◆ **Kutipan**
^^^^^^^^^^^^^^^^
LEBAK, INST-Media.id – Korban bencana Cigobang di Desa Banjarsari, Kecamatan Lebak Gedong, Kabupaten Lebak, Banten masih hidup dalam ketidakpastian. Lima tahun setelah banjir bandang dan longsor menerjang pada awal 2020, ratusan warga masih tinggal di hunian sementara (huntara) yang tak layak huni. Hingga kini, pembangunan hunian tetap (huntap) belum juga terealisasi.
Ketua Perkumpulan Urang Banten (PUB) Kabupaten Lebak, H. Pepep Faisaludin, menilai penanganan bencana di Cigobang sangat tertinggal dibandingkan wilayah lain yang mengalami bencana serupa. Ia menyebut, korban erupsi Semeru pada 2021 saja sudah menempati rumah tetap sejak 2022, sementara korban bencana Cigobang baru dijanjikan huntap pada 2025, itupun belum jelas kapan realisasinya.
“Jangan cuma janji. Warga butuh kepastian. Mereka berhak hidup layak,” ujar Pepep, Minggu (20/4/2025).
Kondisi ini semakin memperihatinkan mengingat 177 kepala keluarga (KK) atau 525 jiwa masih menetap di huntara Cigobang 1–4, dalam kondisi serba terbatas dan jauh dari standar kelayakan.
Adapun total penduduk terdampak di Desa Banjarsari, Kecamatan Lebak Gedong, terdiri dari:
- Kampung Cinyiru: 42 KK (216 jiwa)
- Kampung Jaha: 4 KK (16 jiwa)
- Kampung Bungawati: 9 KK (43 jiwa)
- Huntara Cigobang 1–4: 177 KK (525 jiwa)
Sekretaris Umum PUB Lebak, Dede Sudiarto, juga mempertanyakan komitmen pemerintah terhadap keadilan sosial. Ia meminta Bupati Lebak dan Gubernur Banten segera memperjuangkan percepatan pembangunan huntap yang sebelumnya direncanakan 378 unit sejak 2021, bekerja sama dengan BNPB.
^^^^^^^^^^^^^^^^
◆ **Tugas yang diberikan A**
Tulis ulang kata demi kata baris-baris data di bawah ini, mulai dari baris data pertama sampai dengan baris yang memuat "pixel 144 256", termasuk baris tersebut.
^^^^^^^^^^^^^^^^
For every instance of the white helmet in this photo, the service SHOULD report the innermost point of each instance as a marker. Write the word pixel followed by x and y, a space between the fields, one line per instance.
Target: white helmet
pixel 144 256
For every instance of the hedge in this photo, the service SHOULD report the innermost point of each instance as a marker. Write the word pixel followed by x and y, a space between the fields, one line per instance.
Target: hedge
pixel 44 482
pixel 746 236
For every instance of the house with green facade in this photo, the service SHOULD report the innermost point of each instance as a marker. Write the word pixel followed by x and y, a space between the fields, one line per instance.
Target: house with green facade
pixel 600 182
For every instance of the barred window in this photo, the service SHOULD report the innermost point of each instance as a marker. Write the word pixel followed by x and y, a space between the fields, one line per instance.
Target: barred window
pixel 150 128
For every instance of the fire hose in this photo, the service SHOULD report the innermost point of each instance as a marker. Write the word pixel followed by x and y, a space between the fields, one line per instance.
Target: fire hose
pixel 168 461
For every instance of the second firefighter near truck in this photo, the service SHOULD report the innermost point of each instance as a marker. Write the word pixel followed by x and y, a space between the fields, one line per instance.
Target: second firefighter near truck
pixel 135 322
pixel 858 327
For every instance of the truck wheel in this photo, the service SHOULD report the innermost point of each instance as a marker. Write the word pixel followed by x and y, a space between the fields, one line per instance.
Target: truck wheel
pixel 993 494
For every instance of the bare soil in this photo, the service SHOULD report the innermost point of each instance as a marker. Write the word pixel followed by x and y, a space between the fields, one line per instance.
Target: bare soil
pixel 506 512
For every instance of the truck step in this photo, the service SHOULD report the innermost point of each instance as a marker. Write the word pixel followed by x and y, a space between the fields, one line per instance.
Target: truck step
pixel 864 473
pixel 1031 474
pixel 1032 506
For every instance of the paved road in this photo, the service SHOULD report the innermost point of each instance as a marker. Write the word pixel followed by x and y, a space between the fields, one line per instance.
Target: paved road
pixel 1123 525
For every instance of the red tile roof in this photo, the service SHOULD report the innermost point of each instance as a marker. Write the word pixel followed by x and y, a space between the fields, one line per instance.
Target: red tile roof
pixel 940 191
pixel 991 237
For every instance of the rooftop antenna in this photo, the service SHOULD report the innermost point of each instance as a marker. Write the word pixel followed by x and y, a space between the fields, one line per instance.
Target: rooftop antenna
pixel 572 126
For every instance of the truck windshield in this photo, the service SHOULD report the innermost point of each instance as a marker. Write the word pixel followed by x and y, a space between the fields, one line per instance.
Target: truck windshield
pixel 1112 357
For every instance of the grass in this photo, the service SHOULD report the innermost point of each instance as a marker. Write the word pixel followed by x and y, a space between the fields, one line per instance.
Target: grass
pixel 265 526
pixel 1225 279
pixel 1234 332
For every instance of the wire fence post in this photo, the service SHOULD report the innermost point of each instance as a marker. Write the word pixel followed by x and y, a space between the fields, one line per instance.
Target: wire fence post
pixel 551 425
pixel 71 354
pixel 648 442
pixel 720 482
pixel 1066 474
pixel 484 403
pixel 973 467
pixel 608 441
^^^^^^^^^^^^^^^^
◆ **Tugas yang diberikan B**
Menurut kutipan tentang korban bencana Cigobang, berapa kepala keluarga yang masih menetap di huntara Cigobang 1–4?

◆ **Keluaran lengkap A**
For every instance of the white helmet in this photo, the service SHOULD report the innermost point of each instance as a marker. Write the word pixel followed by x and y, a space between the fields, one line per instance.
Target: white helmet
pixel 144 256

◆ **Keluaran lengkap B**
Sebanyak 177 kepala keluarga atau 525 jiwa masih menetap di huntara Cigobang 1–4.